───── Given data ─────

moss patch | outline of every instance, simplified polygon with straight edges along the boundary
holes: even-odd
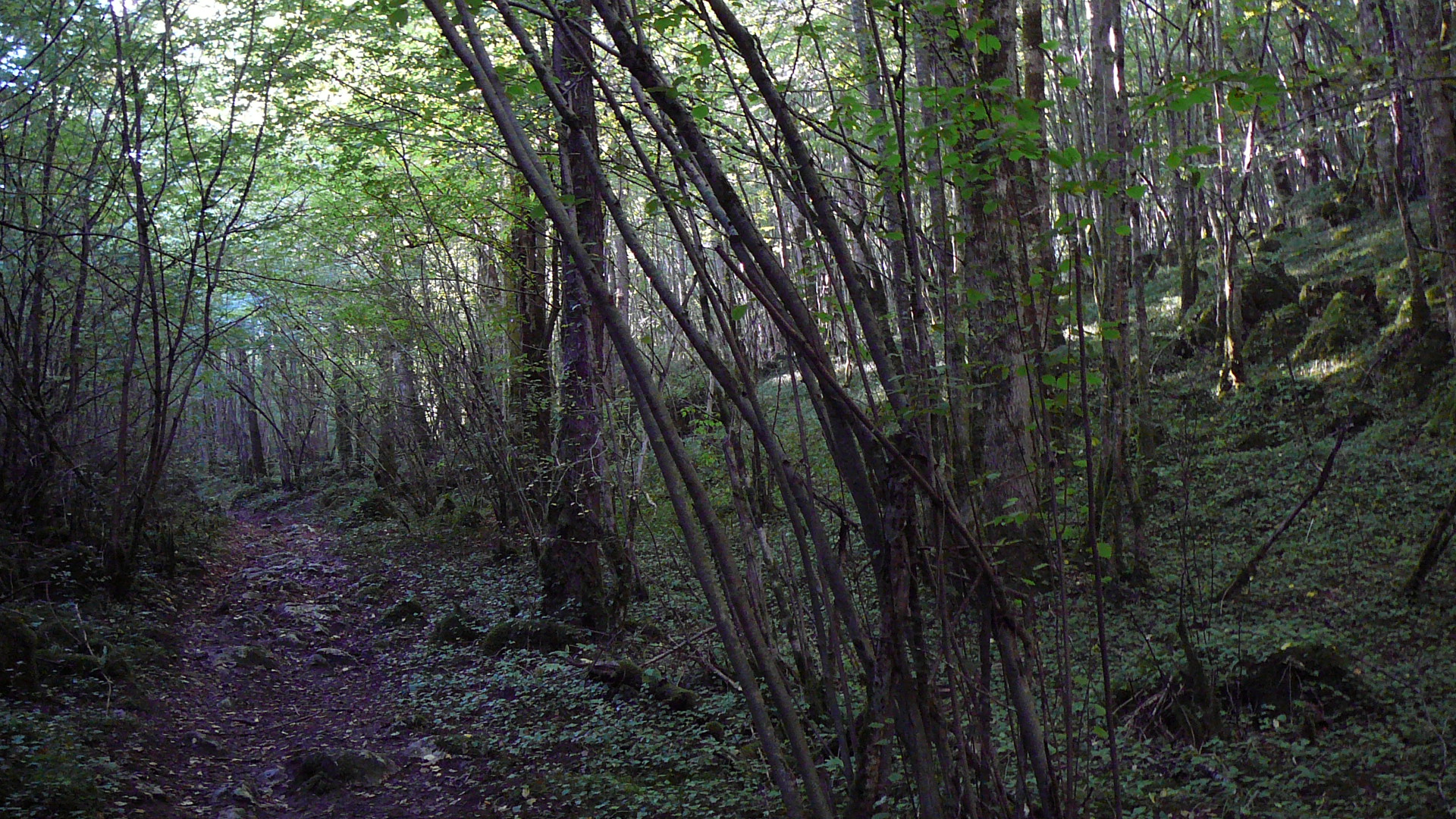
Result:
[[[1294,360],[1313,361],[1348,353],[1373,337],[1377,326],[1376,316],[1357,296],[1335,293],[1294,351]]]

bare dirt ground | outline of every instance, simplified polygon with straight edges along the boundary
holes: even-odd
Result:
[[[175,672],[114,759],[147,818],[488,818],[479,781],[411,730],[393,673],[414,634],[357,600],[335,535],[240,516],[178,611]]]

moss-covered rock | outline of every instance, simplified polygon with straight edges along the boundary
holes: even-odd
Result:
[[[294,759],[293,768],[294,788],[325,794],[352,784],[383,784],[399,765],[373,751],[325,749],[303,753]]]
[[[673,711],[692,711],[702,701],[692,688],[683,688],[665,679],[658,681],[648,694],[652,695],[652,700],[657,700]]]
[[[1395,399],[1425,401],[1437,383],[1437,373],[1452,360],[1452,337],[1439,319],[1424,326],[1398,326],[1380,340],[1374,373],[1386,395]]]
[[[1299,284],[1281,262],[1258,264],[1243,275],[1243,326],[1254,326],[1268,313],[1299,300]]]
[[[240,669],[277,670],[281,665],[278,662],[278,654],[274,654],[269,648],[262,646],[239,646],[233,648],[233,662],[236,662]]]
[[[480,625],[466,614],[463,609],[456,608],[453,612],[435,621],[435,627],[430,631],[431,643],[475,643],[482,635]]]
[[[0,694],[29,694],[39,685],[38,643],[20,612],[0,612]]]
[[[613,688],[642,688],[642,666],[632,660],[593,663],[587,666],[587,676]]]
[[[1348,353],[1372,338],[1377,329],[1376,316],[1370,315],[1357,296],[1335,293],[1319,319],[1309,326],[1305,341],[1294,351],[1294,360],[1313,361]]]
[[[414,597],[400,600],[390,606],[383,616],[384,625],[419,625],[425,622],[425,606]]]
[[[1312,281],[1299,290],[1299,306],[1306,315],[1324,315],[1329,302],[1340,293],[1354,296],[1377,321],[1383,312],[1380,296],[1376,291],[1376,281],[1369,275],[1347,275],[1325,281]]]
[[[1251,361],[1277,361],[1299,347],[1307,329],[1305,310],[1299,305],[1284,305],[1249,332],[1248,357]]]
[[[102,646],[95,654],[67,651],[66,648],[41,648],[35,653],[35,659],[45,676],[93,678],[108,682],[132,679],[131,662],[111,646]]]
[[[536,651],[561,651],[584,643],[587,632],[558,619],[520,618],[498,622],[485,632],[482,647],[492,653],[507,648],[534,648]]]
[[[1296,702],[1305,701],[1318,704],[1322,716],[1335,717],[1373,704],[1350,659],[1331,646],[1290,646],[1243,663],[1242,670],[1229,685],[1229,698],[1251,711],[1290,714]]]

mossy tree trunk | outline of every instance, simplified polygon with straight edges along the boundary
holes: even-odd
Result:
[[[590,31],[591,4],[582,0],[563,4],[553,32],[552,68],[571,109],[571,118],[562,124],[562,185],[577,235],[600,264],[606,222],[601,191],[588,169],[598,150]],[[606,472],[598,398],[601,318],[587,293],[587,274],[579,259],[569,255],[562,259],[556,459],[563,474],[542,546],[540,574],[546,614],[603,628],[612,618],[601,571],[601,541],[609,532],[601,485]]]

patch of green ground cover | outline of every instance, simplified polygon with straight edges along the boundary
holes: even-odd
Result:
[[[1341,236],[1316,224],[1281,235],[1290,271],[1306,281],[1377,275],[1392,318],[1405,275],[1392,267],[1404,258],[1398,230],[1376,217],[1345,224]],[[1169,277],[1160,278],[1169,290]],[[1379,332],[1366,329],[1344,361],[1294,372],[1271,363],[1223,399],[1200,389],[1213,350],[1207,363],[1195,358],[1155,382],[1153,405],[1176,415],[1159,412],[1172,434],[1152,465],[1160,490],[1149,510],[1150,577],[1111,595],[1109,612],[1114,676],[1136,694],[1120,711],[1133,816],[1452,815],[1456,573],[1443,564],[1421,599],[1399,593],[1456,479],[1440,421],[1452,366],[1430,376],[1424,404],[1382,393],[1367,377]],[[1345,420],[1357,424],[1329,485],[1245,593],[1211,603],[1313,485]],[[1095,656],[1091,595],[1085,584],[1077,592],[1077,654]],[[1312,697],[1287,711],[1251,711],[1220,694],[1227,733],[1198,745],[1155,717],[1184,689],[1179,619],[1214,686],[1307,646],[1344,657],[1367,697],[1347,710]]]

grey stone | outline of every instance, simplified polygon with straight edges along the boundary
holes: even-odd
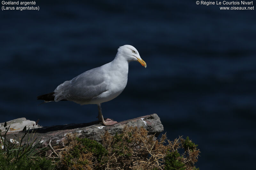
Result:
[[[22,131],[26,126],[27,129],[38,128],[40,127],[38,125],[36,125],[36,122],[34,121],[31,121],[27,120],[25,117],[19,118],[8,121],[6,122],[7,128],[10,126],[9,130],[8,131],[8,134],[13,133],[17,132]],[[5,131],[5,128],[4,127],[4,122],[0,123],[0,131],[3,134]],[[34,126],[33,126],[34,125]]]
[[[25,118],[22,119],[26,120]],[[2,126],[2,123],[1,125]],[[34,129],[33,130],[36,132],[35,137],[41,140],[40,142],[43,146],[47,145],[52,139],[52,145],[60,144],[63,146],[62,142],[68,133],[76,133],[79,137],[87,137],[100,142],[102,136],[106,131],[114,135],[117,132],[121,132],[126,126],[143,126],[148,131],[149,134],[154,135],[156,137],[164,130],[160,118],[155,114],[124,121],[113,126],[104,126],[99,124],[98,121],[95,121],[86,123],[43,127]],[[18,139],[24,133],[20,132],[10,133],[6,137]]]

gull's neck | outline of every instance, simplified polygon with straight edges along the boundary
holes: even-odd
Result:
[[[119,52],[117,52],[116,57],[111,62],[111,67],[121,70],[128,70],[129,61]]]

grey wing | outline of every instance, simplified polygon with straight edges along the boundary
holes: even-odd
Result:
[[[89,70],[60,85],[54,91],[54,100],[66,99],[82,103],[107,91],[104,75],[100,68]]]

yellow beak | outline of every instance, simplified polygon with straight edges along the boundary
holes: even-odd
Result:
[[[138,60],[137,61],[140,63],[142,66],[144,66],[145,68],[147,67],[147,63],[146,63],[146,62],[143,61],[143,60],[142,59],[141,60],[140,59],[138,58],[137,58],[137,59]]]

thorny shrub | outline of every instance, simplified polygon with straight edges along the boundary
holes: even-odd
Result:
[[[106,132],[102,144],[69,134],[58,168],[60,169],[199,170],[199,150],[187,137],[159,140],[143,127],[126,127],[120,134]],[[182,152],[181,154],[180,152]]]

─────

> [Requirement] Repeat each entry above word for word, leaving every picture out.

> [Answer to this task]
moss patch | outline of every instance, simplified polygon with straight edges along the boundary
holes: even-odd
Result:
[[[1294,360],[1313,361],[1348,353],[1373,337],[1377,326],[1376,316],[1357,296],[1335,293],[1294,351]]]

bare dirt ground | outline of every instance, simplified polygon with straight edges along the boundary
holes: even-odd
Result:
[[[175,672],[114,759],[147,818],[488,818],[479,781],[411,730],[393,673],[414,634],[357,600],[335,535],[240,516],[178,611]]]

moss-covered rock | outline of every instance, simplified polygon with straight edges along the boundary
holes: even-odd
Result:
[[[294,759],[293,768],[294,788],[325,794],[352,784],[383,784],[399,765],[373,751],[325,749],[303,753]]]
[[[673,711],[692,711],[702,701],[692,688],[683,688],[665,679],[658,681],[648,694],[652,695],[652,700],[657,700]]]
[[[1395,399],[1425,401],[1437,383],[1437,373],[1452,360],[1452,337],[1439,319],[1424,326],[1398,326],[1380,340],[1374,373],[1386,395]]]
[[[1299,284],[1281,262],[1258,264],[1243,275],[1243,326],[1254,326],[1268,313],[1299,300]]]
[[[240,669],[277,670],[281,665],[278,662],[278,654],[274,654],[269,648],[262,646],[239,646],[233,648],[233,662],[236,662]]]
[[[480,625],[466,614],[463,609],[456,608],[453,612],[435,621],[435,627],[430,631],[431,643],[475,643],[482,635]]]
[[[0,694],[29,694],[39,685],[38,643],[20,612],[0,612]]]
[[[613,688],[642,688],[642,666],[632,660],[593,663],[587,666],[587,676]]]
[[[1348,353],[1372,338],[1377,329],[1376,316],[1370,315],[1357,296],[1335,293],[1319,319],[1309,326],[1305,341],[1294,351],[1294,360],[1313,361]]]
[[[414,597],[400,600],[390,606],[383,616],[384,625],[419,625],[425,622],[425,606]]]
[[[1312,281],[1299,290],[1299,306],[1306,315],[1324,315],[1329,302],[1340,293],[1354,296],[1377,321],[1383,312],[1380,296],[1376,291],[1376,281],[1369,275],[1347,275],[1325,281]]]
[[[1251,361],[1277,361],[1299,347],[1307,329],[1305,310],[1299,305],[1284,305],[1249,332],[1248,357]]]
[[[102,646],[95,654],[67,651],[66,648],[41,648],[35,653],[35,659],[45,676],[93,678],[108,682],[132,679],[131,662],[111,646]]]
[[[536,651],[561,651],[584,643],[587,632],[558,619],[520,618],[498,622],[485,632],[482,647],[492,653],[507,648],[534,648]]]
[[[1296,702],[1305,701],[1318,704],[1322,716],[1335,717],[1373,704],[1350,659],[1331,646],[1290,646],[1243,663],[1242,670],[1229,685],[1229,698],[1251,711],[1290,714]]]

mossy tree trunk | outline of every instance, simplified polygon with straight edges along the boundary
holes: even-odd
Result:
[[[590,31],[591,4],[582,0],[563,4],[553,32],[552,68],[571,109],[571,118],[562,124],[562,185],[577,235],[600,264],[606,222],[601,191],[588,169],[598,150]],[[606,472],[598,398],[601,318],[587,293],[587,274],[579,259],[569,255],[562,259],[556,459],[563,474],[542,546],[540,574],[546,614],[603,628],[612,618],[601,571],[601,541],[609,532],[601,485]]]

patch of green ground cover | outline of every instance, simplified polygon with straight edges along the boundary
holes: even-odd
Result:
[[[1341,236],[1316,224],[1281,235],[1290,271],[1306,281],[1377,275],[1392,318],[1405,275],[1392,267],[1404,258],[1398,230],[1376,217],[1345,224]],[[1169,277],[1160,278],[1169,290]],[[1379,332],[1366,329],[1344,361],[1294,372],[1271,363],[1223,399],[1200,389],[1213,350],[1207,363],[1195,358],[1155,382],[1153,405],[1176,415],[1159,412],[1172,434],[1152,465],[1160,490],[1149,510],[1150,577],[1111,595],[1109,612],[1114,676],[1136,694],[1120,711],[1133,816],[1452,815],[1456,573],[1443,564],[1421,599],[1399,593],[1456,479],[1440,421],[1452,366],[1430,376],[1424,404],[1382,393],[1367,377]],[[1345,420],[1357,424],[1329,485],[1245,593],[1211,603],[1313,485]],[[1095,656],[1091,595],[1085,584],[1077,592],[1077,654]],[[1312,697],[1287,711],[1251,711],[1220,694],[1227,733],[1198,745],[1155,717],[1184,689],[1179,619],[1214,686],[1307,646],[1344,657],[1367,697],[1347,710]]]

grey stone | outline of every instance, simplified polygon with straight edges along the boundary
holes: even-odd
Result:
[[[22,131],[26,126],[27,129],[38,128],[40,127],[38,125],[36,125],[36,122],[34,121],[31,121],[27,120],[25,117],[19,118],[8,121],[6,122],[7,128],[10,126],[9,130],[8,131],[8,134],[13,133],[17,132]],[[5,131],[5,128],[4,127],[4,122],[0,123],[0,131],[3,134]],[[34,126],[33,126],[34,125]]]
[[[25,118],[22,119],[26,120]],[[2,126],[2,123],[1,125]],[[34,129],[33,130],[36,132],[35,137],[41,140],[40,142],[43,146],[47,145],[52,139],[52,145],[60,144],[63,146],[62,142],[68,133],[76,133],[79,137],[87,137],[100,142],[102,136],[106,131],[114,135],[117,132],[121,132],[126,126],[143,126],[148,131],[149,134],[154,135],[156,137],[164,130],[160,118],[155,114],[124,121],[113,126],[104,126],[99,124],[98,121],[95,121],[86,123],[43,127]],[[18,139],[24,133],[20,132],[10,133],[6,137]]]

gull's neck | outline of every instance, simplified polygon with straight edges along the boundary
holes: even-odd
Result:
[[[119,52],[117,52],[116,57],[111,62],[111,67],[121,70],[128,70],[129,61]]]

grey wing | outline of every instance, simplified polygon with straight edges along the boundary
holes: even-odd
Result:
[[[89,70],[60,85],[54,91],[54,100],[66,99],[82,103],[107,91],[104,75],[100,68]]]

yellow beak | outline of every instance, simplified polygon with straight edges along the boundary
holes: even-odd
Result:
[[[138,60],[137,61],[140,63],[142,66],[144,66],[145,68],[147,67],[147,63],[146,63],[146,62],[143,61],[143,60],[142,59],[141,60],[140,59],[138,58],[137,58],[137,59]]]

thorny shrub | outline of every instance, simplified polygon with straight edges along the boundary
holes: even-odd
Result:
[[[106,132],[102,144],[69,134],[58,168],[60,169],[199,170],[199,150],[187,137],[159,140],[143,127],[126,127],[120,134]],[[182,152],[181,154],[180,152]]]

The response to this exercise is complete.